TASK SET.
**a.** Extract from the music column, word for word, the part that opens with the words containing "The band will" and closes with "First St., Snohomish.".
**b.** Name every concert venue in the music column that is given with a street address.
**c.** Give what follows the last sentence of the music column.

TEXT.

It’s a big week for the Stacy Jones Band
Published 4:50 pm Wednesday, November 9, 2011
Local favorite the Stacy Jones Band is celebrating a new recording, “No Need to Spell It Out.”
The band is fronted by Stacy Jones, who won Best Female Vocalist of 2010 award from the Washington Blues Society.
Their new album is heartfelt, soulful and catchy.
The band will play a live CD-release party to be broadcast at 10 p.m. Thursday on KSER 90.7 FM.
Then catch the band at 9 p.m. Nov. 19 at the Oxford Saloon, 913 First St., Snohomish.
The show is 21-and-over and there’s a $5 cover.
British Indie-rock band Noah &The Whale hasn’t been around that long: Three years, three albums, three different sounds and approaches to music.
The first change was the loss of female singer Laura Marling, who left the band when she broke up with frontman Charlie Fink.
So the band continued, not by replacing her, but by doing without her voice.
Then Fink’s brother, Doug, the band’s drummer, left to go to medical school and Noah &The Whale chose to use a drum machine to fill in percussion instead of hiring a replacement.
The twists and turns have forced an already creative band to up the ante. The results are absolutely worthwhile.
“Last Night on Earth,” its latest release, is full of great songs.
The band fits into the renewed interest in stripped down, straight-forward music (like Seattle’s The Head and The Heart and Fleet Foxes).
They’re appearing with Nikki Lane.
The concert is scheduled for 8 p.m. Thursday at the Neptune, 1303 NE 45th St., Seattle.
Tickets are $16 in advance, $18 at the door. Buy them at stgpresents.org or 877-784-4849.
The Triple Door, an intimate venue in downtown Seattle, is hosting back-to-back concerts this weekend featuring tribute bands.
The first group will remember George Harrison, a decade after his death.
Seattle’s Apple Jam has built a following for its love affair with the Beatles and its fine ability to recreate the band’s sound.
For this concert, the band members will dive into Harrison’s songbook, playing his solo material and songs made famous during his time with the Fab Four.
Their concert is scheduled for 8 p.m. Saturday, Triple Door, 216 Union St., Seattle.

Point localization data

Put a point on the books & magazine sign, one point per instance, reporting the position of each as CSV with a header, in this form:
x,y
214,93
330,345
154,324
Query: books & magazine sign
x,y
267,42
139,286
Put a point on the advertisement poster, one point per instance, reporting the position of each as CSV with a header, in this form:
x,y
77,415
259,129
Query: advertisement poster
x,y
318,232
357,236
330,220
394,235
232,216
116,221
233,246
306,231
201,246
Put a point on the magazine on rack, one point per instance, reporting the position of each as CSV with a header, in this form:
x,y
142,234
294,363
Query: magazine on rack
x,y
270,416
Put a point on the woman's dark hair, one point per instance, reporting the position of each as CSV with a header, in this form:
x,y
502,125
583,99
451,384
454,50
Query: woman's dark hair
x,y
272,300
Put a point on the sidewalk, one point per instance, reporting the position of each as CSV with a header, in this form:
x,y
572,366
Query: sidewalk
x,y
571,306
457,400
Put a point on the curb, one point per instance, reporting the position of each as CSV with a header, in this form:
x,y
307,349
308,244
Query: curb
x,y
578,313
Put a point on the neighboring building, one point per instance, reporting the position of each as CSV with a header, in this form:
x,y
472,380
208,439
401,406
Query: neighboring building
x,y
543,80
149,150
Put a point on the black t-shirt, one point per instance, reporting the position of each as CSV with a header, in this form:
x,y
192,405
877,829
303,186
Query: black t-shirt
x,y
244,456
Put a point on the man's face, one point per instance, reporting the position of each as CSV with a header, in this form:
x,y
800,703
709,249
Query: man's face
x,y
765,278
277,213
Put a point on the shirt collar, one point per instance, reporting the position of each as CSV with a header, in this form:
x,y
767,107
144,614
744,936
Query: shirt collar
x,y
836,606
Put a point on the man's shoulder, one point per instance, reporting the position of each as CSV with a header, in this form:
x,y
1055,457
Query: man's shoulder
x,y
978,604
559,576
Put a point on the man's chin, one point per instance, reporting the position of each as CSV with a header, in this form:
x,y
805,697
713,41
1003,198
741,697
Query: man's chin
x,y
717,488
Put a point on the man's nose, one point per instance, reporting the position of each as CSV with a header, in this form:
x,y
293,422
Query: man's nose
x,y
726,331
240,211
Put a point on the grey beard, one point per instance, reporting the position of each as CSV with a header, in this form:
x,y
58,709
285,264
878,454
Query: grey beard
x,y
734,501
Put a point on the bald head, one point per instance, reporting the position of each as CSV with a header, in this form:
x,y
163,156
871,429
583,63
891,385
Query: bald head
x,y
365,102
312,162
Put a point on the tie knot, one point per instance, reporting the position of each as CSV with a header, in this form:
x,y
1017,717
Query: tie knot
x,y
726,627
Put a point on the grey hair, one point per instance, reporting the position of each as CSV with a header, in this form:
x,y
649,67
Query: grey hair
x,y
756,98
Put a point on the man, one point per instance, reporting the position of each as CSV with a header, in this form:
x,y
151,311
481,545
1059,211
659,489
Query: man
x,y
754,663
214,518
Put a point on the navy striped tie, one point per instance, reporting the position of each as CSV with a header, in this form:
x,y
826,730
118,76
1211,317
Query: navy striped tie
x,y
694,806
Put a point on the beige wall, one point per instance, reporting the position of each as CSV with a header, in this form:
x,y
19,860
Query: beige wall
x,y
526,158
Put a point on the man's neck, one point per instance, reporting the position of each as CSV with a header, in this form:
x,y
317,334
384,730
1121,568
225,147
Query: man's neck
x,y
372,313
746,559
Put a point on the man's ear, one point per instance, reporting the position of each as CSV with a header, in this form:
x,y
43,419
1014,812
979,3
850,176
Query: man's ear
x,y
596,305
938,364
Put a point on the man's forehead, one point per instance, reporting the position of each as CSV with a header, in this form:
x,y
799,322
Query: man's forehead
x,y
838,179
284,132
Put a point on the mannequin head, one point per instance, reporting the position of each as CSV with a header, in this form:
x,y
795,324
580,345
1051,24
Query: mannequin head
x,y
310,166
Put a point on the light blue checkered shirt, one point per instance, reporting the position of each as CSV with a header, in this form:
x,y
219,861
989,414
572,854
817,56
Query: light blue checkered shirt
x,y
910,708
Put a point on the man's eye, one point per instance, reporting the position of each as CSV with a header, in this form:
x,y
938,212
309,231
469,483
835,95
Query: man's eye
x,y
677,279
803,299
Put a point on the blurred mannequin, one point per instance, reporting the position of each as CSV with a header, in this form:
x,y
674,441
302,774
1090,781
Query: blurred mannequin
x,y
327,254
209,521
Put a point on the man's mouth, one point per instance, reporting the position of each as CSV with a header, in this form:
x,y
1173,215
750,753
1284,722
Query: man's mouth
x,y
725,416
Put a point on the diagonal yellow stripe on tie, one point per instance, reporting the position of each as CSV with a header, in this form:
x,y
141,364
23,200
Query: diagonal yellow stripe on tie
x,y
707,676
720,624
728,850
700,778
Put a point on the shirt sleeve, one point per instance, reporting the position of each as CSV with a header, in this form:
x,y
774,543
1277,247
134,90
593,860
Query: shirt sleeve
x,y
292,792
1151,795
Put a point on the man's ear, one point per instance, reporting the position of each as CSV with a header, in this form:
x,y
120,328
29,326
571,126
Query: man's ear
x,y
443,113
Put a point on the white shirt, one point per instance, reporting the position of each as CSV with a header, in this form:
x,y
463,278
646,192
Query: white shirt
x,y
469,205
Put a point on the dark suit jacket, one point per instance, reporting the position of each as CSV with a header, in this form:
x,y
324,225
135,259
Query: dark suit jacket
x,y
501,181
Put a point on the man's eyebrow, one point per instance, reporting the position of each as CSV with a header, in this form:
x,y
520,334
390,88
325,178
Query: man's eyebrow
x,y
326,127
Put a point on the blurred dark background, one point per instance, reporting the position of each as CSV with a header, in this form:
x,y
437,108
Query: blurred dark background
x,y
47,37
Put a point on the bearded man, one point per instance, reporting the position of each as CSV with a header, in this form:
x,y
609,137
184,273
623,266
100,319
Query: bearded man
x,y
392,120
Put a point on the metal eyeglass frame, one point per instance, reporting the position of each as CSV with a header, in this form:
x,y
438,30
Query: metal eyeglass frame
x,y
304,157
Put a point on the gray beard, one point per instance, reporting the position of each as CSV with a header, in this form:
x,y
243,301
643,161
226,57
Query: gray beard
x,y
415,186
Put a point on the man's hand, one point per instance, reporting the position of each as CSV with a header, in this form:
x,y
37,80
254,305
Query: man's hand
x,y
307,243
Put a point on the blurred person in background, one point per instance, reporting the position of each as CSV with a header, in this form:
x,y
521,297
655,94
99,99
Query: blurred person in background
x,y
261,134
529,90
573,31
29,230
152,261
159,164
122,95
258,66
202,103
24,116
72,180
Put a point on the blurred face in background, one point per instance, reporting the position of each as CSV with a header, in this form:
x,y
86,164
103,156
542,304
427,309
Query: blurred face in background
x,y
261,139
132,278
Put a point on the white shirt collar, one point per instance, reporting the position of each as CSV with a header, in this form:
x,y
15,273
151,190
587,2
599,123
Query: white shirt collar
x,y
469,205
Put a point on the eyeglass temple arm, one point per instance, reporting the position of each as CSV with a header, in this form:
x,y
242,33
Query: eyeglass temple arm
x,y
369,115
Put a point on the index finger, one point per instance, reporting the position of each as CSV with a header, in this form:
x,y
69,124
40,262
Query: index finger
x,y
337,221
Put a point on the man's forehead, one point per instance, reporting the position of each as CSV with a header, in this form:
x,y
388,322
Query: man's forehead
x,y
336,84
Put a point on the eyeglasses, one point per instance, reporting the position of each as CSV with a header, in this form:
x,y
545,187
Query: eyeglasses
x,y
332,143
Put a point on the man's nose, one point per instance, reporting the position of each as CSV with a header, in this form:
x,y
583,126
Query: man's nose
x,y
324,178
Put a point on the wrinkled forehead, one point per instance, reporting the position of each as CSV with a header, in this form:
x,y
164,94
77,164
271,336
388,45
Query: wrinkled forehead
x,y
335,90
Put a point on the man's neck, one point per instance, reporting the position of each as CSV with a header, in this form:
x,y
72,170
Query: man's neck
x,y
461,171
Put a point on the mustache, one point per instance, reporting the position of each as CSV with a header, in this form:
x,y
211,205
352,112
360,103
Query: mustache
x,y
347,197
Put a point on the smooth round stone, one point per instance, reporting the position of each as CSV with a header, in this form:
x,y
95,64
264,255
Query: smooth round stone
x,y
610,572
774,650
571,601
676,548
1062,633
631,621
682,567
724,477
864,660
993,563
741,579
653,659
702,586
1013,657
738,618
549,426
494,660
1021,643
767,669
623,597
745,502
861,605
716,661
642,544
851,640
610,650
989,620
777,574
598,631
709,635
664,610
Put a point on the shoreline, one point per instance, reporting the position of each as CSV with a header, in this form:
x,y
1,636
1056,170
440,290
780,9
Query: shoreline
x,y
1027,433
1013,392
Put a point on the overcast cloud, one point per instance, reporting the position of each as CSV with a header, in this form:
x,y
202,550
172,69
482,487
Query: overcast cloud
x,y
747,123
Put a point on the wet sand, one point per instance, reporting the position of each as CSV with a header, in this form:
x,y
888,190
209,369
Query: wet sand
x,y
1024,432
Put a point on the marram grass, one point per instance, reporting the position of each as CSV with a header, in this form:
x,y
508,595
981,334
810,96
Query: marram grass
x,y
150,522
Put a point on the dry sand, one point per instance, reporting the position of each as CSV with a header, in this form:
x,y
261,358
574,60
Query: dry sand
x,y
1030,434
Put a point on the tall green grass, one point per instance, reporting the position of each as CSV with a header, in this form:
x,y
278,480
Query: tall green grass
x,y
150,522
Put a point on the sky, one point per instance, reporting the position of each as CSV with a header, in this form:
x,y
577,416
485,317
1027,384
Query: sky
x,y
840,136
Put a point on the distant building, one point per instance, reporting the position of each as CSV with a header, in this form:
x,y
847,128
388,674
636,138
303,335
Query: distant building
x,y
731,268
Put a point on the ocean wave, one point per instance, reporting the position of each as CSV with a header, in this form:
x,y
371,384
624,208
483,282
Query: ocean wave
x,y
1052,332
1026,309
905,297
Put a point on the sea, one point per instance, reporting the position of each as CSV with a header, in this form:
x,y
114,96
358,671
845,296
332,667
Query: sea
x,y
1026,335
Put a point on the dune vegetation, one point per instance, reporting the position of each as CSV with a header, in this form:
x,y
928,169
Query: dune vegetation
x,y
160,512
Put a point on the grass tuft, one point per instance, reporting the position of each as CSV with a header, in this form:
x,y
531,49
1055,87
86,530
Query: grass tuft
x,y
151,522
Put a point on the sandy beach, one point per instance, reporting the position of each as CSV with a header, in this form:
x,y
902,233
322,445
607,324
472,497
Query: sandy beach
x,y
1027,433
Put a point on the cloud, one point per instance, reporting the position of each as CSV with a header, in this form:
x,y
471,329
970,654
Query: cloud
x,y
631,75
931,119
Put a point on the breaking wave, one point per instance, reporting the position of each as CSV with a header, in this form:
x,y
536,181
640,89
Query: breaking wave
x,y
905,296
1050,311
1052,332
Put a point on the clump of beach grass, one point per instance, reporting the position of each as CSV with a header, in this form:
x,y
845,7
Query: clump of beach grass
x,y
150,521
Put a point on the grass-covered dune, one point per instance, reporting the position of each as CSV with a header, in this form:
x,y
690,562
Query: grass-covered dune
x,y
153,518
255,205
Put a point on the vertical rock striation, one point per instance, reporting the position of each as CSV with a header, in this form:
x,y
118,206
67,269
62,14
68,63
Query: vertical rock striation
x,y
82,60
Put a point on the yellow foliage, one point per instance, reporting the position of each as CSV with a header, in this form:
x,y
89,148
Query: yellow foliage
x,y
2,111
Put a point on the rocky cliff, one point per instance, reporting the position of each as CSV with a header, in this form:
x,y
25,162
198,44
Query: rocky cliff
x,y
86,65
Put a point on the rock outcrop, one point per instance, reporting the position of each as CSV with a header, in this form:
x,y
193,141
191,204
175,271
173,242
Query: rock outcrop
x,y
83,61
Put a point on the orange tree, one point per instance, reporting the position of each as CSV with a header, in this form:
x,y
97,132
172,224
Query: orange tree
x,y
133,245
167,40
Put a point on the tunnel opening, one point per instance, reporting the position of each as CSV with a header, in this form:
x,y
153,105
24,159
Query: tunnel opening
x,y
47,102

ANSWERS IN ORDER.
**a.**
The band will play a live CD-release party to be broadcast at 10 p.m. Thursday on KSER 90.7 FM.
Then catch the band at 9 p.m. Nov. 19 at the Oxford Saloon, 913 First St., Snohomish.

**b.**
- Oxford Saloon
- the Neptune
- Triple Door

**c.**
Tickets are $29 in advance, $34 at the door. Buy tickets at thetripledoor.com or 206-838-4333.
On Sunday night, AJ Swearingen and Jonathan Beedle perform their remarkable show featuring the songs of Simon &Garfunkel.
For more than 10 years, the duo have toured with a guitar and two microphones, recreating the famous folk duo’s early sound.
It’s a throwback to the heady coffeeshop days of the ’60s.
But it’s also great fun to hear the harmonies and melodies live.
The Simon &Garfunkel Retrospective is scheduled for 8 p.m. Sunday at the Triple Door.
Tickets for this show are $22.50 in advance, $25 at the door.
Fresh from what’s become an annual stint at New York City’s famed jazz club Birdland, the Django Reinhardt Allstars are checking into Dimitriou’s Jazz Alley from Tuesday through Thursday.
This is another group that pays tribute to musical stylings and compositions from the past. Django Reinhardt was a French gypsy jazz guitar player who helped jazz evolve and invented the “hot jazz” style of guitar play. Reinhardt died in 1953 of a brain hemorrhage
The Allstars are a high-caliber ensemble made up of gypsy guitar legend Dorado Schmitt, Ludovic Beier on the accordion and accordina (a hybrid between an accordion and a harmonica), Pierre Blanchard on violin, Franco Mehrstein playing rhythm guitar, and Xavier Nikq on double bass.
The concerts start at 7:30 p.m. Tuesday through Thursday at Dimitriou’s Jazz Alley, 2033 Sixth Ave., Seattle.
Tickets are $24.50 at www.jazzalley.com or 206-441-9729.